● **WHAT IS ASKED**: Give only the number of lines in the rows below that contain the string "metal", treating uppercase and lowercase as different.
----- AVAILABLE DATA -----
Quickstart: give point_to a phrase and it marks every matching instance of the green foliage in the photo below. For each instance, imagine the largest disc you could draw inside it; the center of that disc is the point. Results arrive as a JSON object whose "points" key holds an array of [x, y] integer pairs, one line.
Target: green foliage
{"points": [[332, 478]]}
-----
----- AVAILABLE DATA -----
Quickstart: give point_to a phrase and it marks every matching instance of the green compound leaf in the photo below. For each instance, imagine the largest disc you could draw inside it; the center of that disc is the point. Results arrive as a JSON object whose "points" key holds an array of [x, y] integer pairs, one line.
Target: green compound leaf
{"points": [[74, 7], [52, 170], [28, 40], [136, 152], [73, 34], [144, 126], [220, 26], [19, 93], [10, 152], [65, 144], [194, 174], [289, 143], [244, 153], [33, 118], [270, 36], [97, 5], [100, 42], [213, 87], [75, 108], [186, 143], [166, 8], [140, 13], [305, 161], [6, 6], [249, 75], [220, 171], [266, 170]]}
-----
----- AVAILABLE DATA -----
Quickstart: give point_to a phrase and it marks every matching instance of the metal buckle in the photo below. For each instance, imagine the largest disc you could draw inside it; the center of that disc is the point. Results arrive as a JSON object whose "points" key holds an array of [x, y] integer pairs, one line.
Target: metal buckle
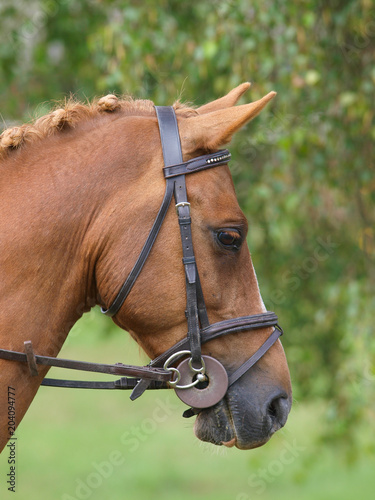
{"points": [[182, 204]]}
-----
● **RESPONSE TO THIS TASK**: 2